(Records excerpted from a collection)
########
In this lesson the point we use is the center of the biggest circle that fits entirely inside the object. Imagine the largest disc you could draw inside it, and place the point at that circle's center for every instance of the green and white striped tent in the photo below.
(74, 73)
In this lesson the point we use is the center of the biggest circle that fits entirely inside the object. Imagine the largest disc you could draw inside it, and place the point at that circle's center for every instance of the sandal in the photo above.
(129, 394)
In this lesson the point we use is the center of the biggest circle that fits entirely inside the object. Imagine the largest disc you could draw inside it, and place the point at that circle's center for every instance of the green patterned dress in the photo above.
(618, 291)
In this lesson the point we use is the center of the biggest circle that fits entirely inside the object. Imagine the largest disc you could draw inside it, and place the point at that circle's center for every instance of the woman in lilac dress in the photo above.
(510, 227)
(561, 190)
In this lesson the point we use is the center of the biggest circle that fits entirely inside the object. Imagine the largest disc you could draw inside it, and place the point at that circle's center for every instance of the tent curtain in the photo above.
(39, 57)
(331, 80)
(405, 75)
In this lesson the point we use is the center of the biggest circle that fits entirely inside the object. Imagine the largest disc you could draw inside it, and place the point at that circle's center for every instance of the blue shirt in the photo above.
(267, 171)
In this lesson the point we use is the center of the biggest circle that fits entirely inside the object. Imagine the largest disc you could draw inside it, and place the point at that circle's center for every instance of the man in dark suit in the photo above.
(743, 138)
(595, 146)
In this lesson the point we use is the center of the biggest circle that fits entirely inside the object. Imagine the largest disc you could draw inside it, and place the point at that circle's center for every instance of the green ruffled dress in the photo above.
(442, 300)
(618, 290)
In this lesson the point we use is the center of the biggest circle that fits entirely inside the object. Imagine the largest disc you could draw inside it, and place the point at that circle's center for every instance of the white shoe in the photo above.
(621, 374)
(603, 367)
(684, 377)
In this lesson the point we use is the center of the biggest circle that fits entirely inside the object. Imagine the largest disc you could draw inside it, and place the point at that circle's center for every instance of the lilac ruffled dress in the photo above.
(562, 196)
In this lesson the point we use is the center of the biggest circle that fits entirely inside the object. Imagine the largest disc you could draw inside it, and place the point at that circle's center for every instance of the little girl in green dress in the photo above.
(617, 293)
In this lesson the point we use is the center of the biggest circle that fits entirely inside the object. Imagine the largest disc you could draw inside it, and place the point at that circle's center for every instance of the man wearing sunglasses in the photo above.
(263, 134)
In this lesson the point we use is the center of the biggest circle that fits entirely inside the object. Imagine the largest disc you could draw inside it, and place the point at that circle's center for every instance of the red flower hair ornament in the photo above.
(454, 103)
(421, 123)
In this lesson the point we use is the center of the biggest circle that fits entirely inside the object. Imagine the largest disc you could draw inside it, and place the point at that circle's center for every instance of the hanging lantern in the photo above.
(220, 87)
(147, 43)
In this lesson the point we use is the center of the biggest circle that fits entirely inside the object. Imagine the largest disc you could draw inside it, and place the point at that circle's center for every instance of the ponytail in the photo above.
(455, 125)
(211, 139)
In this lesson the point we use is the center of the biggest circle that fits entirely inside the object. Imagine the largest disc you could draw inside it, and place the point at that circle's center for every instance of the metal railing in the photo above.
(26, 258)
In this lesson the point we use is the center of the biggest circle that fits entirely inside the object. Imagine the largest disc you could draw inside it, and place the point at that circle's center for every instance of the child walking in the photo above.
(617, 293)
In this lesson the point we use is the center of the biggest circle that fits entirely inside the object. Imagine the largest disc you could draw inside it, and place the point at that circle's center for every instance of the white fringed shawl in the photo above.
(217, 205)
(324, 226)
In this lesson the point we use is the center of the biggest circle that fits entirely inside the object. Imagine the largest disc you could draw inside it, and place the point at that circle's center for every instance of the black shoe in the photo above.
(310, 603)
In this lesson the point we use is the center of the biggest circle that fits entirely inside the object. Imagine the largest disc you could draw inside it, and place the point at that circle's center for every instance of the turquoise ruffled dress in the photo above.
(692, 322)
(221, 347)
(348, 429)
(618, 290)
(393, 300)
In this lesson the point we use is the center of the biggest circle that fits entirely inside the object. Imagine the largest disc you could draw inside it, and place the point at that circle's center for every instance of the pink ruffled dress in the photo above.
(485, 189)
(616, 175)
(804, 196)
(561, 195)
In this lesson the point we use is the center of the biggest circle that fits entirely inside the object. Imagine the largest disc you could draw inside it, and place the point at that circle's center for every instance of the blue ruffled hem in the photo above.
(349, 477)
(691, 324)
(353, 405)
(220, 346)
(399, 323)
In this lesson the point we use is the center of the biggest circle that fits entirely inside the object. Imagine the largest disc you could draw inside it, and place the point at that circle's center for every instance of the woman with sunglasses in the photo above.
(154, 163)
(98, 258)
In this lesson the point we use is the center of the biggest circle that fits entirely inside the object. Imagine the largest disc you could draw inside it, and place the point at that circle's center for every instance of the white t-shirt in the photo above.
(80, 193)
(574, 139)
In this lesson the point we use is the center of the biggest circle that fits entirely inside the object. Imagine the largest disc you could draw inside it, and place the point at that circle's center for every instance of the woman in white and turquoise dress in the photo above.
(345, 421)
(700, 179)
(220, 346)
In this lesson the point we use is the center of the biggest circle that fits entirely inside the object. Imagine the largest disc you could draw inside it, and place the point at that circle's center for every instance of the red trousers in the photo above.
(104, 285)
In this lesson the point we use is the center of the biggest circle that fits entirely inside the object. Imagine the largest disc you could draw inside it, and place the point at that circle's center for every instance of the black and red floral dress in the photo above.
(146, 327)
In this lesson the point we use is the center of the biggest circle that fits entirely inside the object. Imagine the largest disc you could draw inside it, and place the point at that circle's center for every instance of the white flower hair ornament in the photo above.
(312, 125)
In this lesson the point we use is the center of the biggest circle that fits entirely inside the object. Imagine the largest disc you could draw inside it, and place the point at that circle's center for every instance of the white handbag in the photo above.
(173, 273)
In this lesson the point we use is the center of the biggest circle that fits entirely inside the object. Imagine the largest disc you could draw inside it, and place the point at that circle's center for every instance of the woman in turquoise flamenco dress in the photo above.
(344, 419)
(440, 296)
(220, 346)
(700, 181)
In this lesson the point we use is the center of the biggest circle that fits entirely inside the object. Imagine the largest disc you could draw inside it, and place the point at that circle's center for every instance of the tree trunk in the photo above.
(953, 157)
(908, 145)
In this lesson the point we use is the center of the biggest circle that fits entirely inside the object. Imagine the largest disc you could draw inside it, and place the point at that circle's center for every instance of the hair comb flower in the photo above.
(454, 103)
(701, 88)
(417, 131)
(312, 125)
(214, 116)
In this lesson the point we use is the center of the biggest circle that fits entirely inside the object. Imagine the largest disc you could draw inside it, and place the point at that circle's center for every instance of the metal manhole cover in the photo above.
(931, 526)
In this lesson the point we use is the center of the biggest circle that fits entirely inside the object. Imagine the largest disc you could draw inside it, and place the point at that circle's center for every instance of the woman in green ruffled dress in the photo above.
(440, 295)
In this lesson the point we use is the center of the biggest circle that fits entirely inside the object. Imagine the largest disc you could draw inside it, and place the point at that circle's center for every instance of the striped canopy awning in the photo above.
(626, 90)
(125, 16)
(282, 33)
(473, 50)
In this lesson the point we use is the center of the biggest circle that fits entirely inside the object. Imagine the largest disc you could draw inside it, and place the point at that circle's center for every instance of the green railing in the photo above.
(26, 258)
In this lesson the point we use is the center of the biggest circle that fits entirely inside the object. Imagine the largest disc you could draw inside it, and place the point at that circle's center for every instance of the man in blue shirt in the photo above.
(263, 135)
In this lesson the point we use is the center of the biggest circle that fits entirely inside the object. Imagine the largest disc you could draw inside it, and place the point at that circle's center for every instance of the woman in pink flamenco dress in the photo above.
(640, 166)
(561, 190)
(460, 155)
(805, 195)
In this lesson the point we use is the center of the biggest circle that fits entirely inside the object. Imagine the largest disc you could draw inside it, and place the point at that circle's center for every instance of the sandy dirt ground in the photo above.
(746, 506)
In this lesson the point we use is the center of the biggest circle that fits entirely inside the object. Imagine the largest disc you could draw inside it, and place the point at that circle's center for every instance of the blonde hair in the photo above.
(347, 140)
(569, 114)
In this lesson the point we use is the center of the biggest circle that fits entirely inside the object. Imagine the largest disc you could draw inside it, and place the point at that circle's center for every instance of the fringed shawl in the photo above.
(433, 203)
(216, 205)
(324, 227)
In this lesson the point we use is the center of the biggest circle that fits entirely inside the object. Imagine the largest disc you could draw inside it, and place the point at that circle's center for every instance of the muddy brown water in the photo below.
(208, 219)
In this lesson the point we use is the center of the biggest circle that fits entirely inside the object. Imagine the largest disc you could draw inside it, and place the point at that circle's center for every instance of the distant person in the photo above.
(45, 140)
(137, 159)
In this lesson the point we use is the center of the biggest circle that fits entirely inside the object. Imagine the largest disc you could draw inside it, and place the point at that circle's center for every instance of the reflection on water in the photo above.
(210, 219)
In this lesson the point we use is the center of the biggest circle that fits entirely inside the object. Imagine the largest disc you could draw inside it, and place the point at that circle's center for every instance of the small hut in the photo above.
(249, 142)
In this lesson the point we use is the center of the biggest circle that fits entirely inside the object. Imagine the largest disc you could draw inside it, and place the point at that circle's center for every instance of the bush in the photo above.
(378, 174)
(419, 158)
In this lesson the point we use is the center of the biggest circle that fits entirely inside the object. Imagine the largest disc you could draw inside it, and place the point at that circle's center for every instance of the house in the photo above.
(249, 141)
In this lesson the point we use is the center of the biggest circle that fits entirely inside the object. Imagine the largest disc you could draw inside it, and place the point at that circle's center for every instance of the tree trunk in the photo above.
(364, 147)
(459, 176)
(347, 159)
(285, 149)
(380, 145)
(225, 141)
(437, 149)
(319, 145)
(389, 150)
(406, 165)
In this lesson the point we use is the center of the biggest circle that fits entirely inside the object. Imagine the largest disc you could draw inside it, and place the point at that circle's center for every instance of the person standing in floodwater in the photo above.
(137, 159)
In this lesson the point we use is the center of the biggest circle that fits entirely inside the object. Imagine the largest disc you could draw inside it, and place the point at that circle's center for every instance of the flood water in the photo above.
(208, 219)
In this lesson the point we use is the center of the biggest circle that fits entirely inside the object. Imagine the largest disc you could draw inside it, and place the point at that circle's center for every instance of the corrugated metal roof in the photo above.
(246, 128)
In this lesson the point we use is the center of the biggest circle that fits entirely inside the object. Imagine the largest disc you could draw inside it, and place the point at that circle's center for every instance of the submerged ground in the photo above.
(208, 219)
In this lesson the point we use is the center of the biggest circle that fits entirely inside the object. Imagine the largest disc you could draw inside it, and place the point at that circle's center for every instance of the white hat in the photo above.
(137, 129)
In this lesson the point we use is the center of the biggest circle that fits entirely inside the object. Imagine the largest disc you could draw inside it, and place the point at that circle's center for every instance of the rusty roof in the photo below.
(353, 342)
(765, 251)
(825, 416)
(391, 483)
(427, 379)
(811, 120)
########
§ Exercise
Nothing but the lines from the line that contains "hat in the photo above." to the last line of the records above should appear in the answer; please copy them exactly.

§ Answer to this task
In this lesson the point we use is the center of the biggest circle that fits entirely inside the object. Imagine the largest disc you could draw inside it, and place the point at that circle's center for every instance of the white hat in the photo above.
(137, 129)
In this lesson the point we use is the center of the biggest circle that fits entirely inside the object. Imagine the largest disc you could draw inside it, and place the point at that circle's center for every instance of the rusty roof in the photo below.
(353, 342)
(765, 251)
(825, 416)
(391, 483)
(427, 379)
(811, 120)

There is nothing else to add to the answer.